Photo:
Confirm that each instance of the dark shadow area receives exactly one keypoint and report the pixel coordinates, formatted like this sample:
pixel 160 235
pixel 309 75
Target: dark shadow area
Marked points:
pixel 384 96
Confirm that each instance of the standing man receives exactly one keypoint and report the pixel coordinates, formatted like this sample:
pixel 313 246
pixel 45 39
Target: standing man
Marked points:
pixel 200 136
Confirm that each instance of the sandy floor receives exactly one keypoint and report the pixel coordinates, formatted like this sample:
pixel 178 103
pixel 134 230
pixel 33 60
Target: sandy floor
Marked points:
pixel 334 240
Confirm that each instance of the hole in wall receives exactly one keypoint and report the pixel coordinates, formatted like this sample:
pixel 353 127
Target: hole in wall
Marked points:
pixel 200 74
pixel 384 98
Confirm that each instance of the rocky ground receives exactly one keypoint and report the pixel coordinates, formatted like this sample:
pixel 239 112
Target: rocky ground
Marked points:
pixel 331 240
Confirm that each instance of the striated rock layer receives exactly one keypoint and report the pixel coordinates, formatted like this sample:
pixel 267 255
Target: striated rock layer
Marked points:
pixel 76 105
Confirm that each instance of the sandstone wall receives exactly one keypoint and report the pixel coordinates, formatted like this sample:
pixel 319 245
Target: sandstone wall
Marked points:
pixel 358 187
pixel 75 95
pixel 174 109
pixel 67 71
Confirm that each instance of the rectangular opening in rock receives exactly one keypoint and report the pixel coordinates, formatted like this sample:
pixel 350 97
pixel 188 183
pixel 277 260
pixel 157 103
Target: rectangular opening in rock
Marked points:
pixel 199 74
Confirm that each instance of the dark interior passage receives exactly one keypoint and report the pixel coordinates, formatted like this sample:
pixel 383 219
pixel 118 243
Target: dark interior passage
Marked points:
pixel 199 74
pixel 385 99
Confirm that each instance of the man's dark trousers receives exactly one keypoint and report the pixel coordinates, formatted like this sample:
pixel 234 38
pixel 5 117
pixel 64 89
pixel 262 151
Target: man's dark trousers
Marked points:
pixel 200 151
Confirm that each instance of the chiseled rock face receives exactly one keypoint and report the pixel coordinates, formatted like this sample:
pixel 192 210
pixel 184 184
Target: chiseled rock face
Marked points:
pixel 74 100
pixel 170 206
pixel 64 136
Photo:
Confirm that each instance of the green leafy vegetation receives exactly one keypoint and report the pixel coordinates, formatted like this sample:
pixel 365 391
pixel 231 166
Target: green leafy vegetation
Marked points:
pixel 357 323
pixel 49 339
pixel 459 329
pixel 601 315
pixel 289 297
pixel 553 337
════
Reproduce everything from the line containing "Confirm that each instance of the dark interior" down to the end of the rows, renaming "Target" to "Label" and leaving all else unchanged.

• _COMPLETED EXERCISE_
Confirm that each instance of the dark interior passage receives exactly one keypoint and report the pixel coordinates, formatted like this sample:
pixel 383 219
pixel 118 243
Label: dark interior passage
Marked points:
pixel 199 74
pixel 385 99
Confirm that each instance of the man's dark trousers receives exactly one keypoint and report the pixel coordinates, formatted like this sample:
pixel 234 38
pixel 5 117
pixel 64 89
pixel 262 151
Label: man's dark trousers
Marked points:
pixel 200 151
Confirm that each instance of the chiseled rock face receives exactly one keypoint and report the pixel coordinates, formatted like this sample:
pixel 192 210
pixel 184 184
Label: chiseled rock face
Marked points:
pixel 74 100
pixel 170 206
pixel 64 136
Photo:
Confirm that each instance of the green leafy vegetation receives exactly one keypoint and report the pixel coordinates, formatted like this sample:
pixel 365 391
pixel 231 166
Label: green leafy vegetation
Marked points:
pixel 357 323
pixel 49 339
pixel 459 329
pixel 601 315
pixel 289 297
pixel 553 337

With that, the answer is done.